» **Given data**:
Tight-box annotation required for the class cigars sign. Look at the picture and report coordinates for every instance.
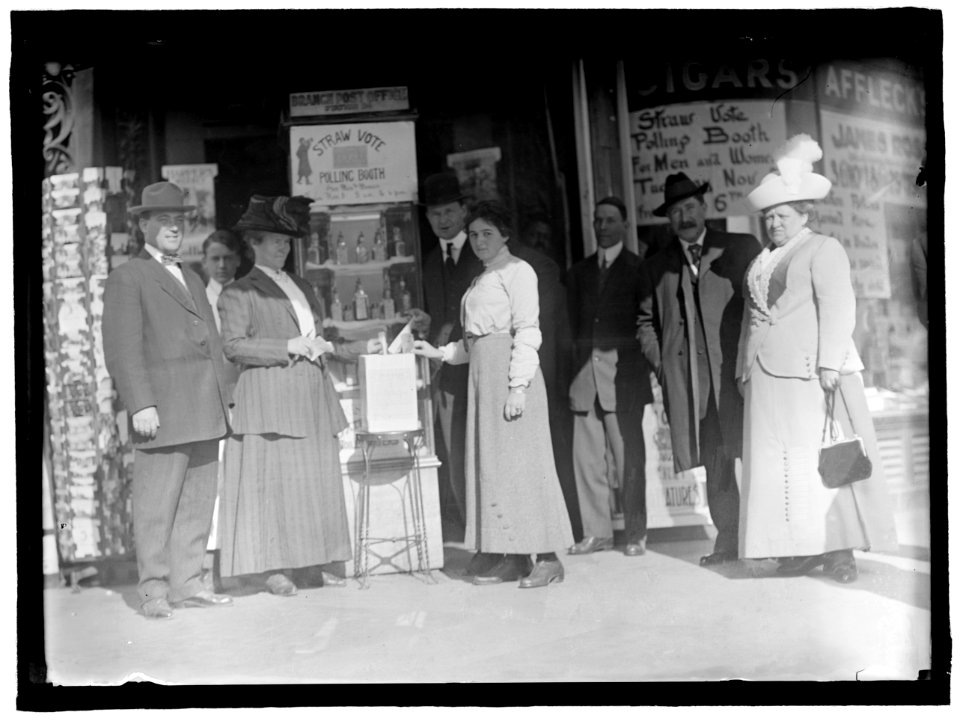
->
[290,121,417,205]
* * *
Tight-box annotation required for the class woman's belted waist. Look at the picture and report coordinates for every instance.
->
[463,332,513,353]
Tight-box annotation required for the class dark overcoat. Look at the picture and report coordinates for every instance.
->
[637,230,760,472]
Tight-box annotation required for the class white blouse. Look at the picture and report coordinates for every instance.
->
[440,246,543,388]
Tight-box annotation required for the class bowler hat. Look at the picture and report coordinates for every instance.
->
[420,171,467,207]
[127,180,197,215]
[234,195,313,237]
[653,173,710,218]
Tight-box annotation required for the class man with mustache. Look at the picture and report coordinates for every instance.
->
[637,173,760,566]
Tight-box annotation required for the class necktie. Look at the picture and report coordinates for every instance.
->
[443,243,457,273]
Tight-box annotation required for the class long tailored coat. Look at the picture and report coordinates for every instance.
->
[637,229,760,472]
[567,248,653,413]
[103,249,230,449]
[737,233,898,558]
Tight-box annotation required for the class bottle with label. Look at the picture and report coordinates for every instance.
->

» **Challenge**: Rewrite the listing starting at the line containing "Tight-box annotation required for the class cigars" and ending at the line containing "[290,121,417,205]", putting "tobacco shop sign" in place of "cigars sign" and keeping everything else unchanged. Omit the pictures from your output.

» **Result for this task**:
Tight-box annotation required for the class tobacco shop sign. Look at the picture and report coordinates for every instance.
->
[290,121,417,205]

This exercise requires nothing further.